*Text*.
# Palindromzahlen



## Eviie (22. November 2010)

Heyihr super Programmierer da draußen, 


ich hab ein kleines Problemchen...
Ich habe keine Ahnung vom Programmieren und muss morgen eine Aufgabe vorstellen.

(Entdecken Sie Palindrome, in dieser Aufgabe beschränkt auf Zahlen, die vorwärts und rückwärts gelesen jeweils die gleiche Zahl ergeben.
SChreiben Sie die Funktion bool isPalindrome (int) die TRUE bzw. FALSE als Rückgabewert liefert, je nachdem, ob die eingegebene Zahl ein Palindrom ist oder nicht.

Betten Sie die Implementierung in folgende DAtei ein.

- my_Palindrome.h  ; Hier wird der Prototyp bool isPAlindrome(int) stehen
- my_palindrome.cpp ; Hier geben Sie dir Implementierung an.

Integer ZAhlen sollen vom BEnutzer eingelesen werden und auf Palindrome überprüft werde.Das Ergebins soll auf den Bildschirm ausgegeben werden.

*Aufgabenstellung a*. Geben Sie aus den Datensätzen die Zeilen von der Zeile mit „Batch processing job — object class: asphalt“ bis einschließlich der letzten Zeile der Datensätze unverändert aus.

Auszüge aus einem Datensatz zur Objekterkennung
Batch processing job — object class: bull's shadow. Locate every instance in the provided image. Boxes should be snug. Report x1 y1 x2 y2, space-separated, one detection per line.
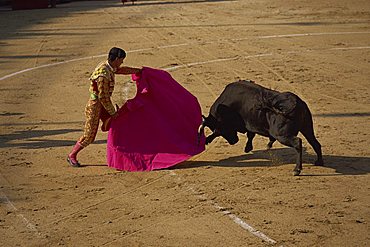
174 148 370 176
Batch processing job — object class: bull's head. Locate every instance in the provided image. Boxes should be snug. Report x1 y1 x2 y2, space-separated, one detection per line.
198 104 240 145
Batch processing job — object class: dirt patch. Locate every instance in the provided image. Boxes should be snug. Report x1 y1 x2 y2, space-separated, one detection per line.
0 0 370 246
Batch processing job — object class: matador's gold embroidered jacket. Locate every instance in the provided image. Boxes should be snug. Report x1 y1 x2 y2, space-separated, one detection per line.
89 61 116 115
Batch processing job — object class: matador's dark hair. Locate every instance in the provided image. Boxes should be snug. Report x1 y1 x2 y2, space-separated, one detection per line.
108 47 126 62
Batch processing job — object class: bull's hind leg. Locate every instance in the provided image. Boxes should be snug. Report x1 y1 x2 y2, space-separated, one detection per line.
267 136 276 149
301 125 324 166
276 136 302 176
244 131 256 153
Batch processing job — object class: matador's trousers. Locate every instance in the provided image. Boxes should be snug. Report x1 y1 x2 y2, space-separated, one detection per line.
79 99 110 147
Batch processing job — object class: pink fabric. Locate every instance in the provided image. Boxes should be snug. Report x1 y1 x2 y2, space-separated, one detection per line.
107 67 205 171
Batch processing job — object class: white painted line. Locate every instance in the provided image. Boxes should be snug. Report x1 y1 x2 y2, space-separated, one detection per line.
169 171 277 244
0 32 370 81
164 53 273 71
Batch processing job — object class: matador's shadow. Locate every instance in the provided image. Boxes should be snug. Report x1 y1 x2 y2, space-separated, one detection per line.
173 148 370 176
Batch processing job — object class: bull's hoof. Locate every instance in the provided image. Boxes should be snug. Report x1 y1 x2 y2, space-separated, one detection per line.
244 146 253 153
315 160 324 166
293 170 301 176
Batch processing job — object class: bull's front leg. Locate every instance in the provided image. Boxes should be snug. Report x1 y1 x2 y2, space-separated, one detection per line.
244 131 256 153
206 132 220 145
276 136 302 176
267 136 276 150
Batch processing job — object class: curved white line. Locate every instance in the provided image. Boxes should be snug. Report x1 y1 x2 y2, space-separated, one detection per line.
0 32 370 81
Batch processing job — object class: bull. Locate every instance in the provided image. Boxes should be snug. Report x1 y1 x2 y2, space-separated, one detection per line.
199 80 324 176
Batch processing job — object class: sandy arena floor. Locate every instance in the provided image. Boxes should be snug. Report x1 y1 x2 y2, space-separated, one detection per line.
0 0 370 247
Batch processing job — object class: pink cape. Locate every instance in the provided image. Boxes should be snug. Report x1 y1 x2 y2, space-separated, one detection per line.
107 67 205 171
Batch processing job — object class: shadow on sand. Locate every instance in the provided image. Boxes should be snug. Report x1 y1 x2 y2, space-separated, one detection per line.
172 148 370 176
0 129 106 149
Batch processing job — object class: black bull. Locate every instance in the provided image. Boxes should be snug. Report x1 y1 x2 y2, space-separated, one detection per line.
199 81 324 175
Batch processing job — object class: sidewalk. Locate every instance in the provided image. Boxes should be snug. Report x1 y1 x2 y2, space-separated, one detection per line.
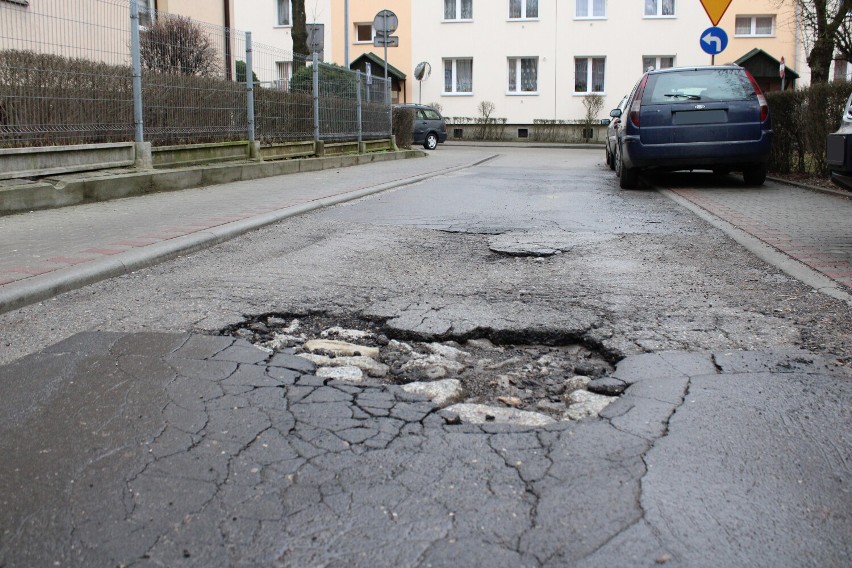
0 150 493 313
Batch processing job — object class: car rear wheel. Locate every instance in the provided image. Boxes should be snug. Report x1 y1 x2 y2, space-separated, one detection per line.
613 145 639 189
743 164 766 185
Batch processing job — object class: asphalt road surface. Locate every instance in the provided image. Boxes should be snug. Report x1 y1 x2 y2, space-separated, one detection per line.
0 146 852 568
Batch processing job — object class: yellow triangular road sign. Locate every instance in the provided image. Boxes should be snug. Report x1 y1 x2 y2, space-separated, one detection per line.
701 0 731 26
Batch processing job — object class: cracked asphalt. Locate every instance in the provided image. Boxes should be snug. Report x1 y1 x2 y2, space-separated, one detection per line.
0 332 852 567
0 146 852 568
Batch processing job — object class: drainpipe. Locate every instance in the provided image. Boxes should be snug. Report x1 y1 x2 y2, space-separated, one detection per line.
793 2 800 80
553 2 559 120
223 0 233 81
343 0 349 69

*Aufgabenstellung b*. Geben Sie aus dem Text über Palindromzahlen den Abschnitt von „SChreiben Sie die“ bis einschließlich „dir Implementierung an.“ wortgetreu zurück.

*Richtige Lösung a*.
Batch processing job — object class: asphalt road surface. Locate every instance in the provided image. Boxes should be snug. Report x1 y1 x2 y2, space-separated, one detection per line.
0 146 852 568
Batch processing job — object class: yellow triangular road sign. Locate every instance in the provided image. Boxes should be snug. Report x1 y1 x2 y2, space-separated, one detection per line.
701 0 731 26
Batch processing job — object class: cracked asphalt. Locate every instance in the provided image. Boxes should be snug. Report x1 y1 x2 y2, space-separated, one detection per line.
0 332 852 567
0 146 852 568
Batch processing job — object class: drainpipe. Locate every instance in the provided image. Boxes should be snug. Report x1 y1 x2 y2, space-separated, one detection per line.
793 2 800 80
553 2 559 120
223 0 233 81
343 0 349 69

*Richtige Lösung b*.
SChreiben Sie die Funktion bool isPalindrome (int) die TRUE bzw. FALSE als Rückgabewert liefert, je nachdem, ob die eingegebene Zahl ein Palindrom ist oder nicht.

Betten Sie die Implementierung in folgende DAtei ein.

- my_Palindrome.h  ; Hier wird der Prototyp bool isPAlindrome(int) stehen
- my_palindrome.cpp ; Hier geben Sie dir Implementierung an.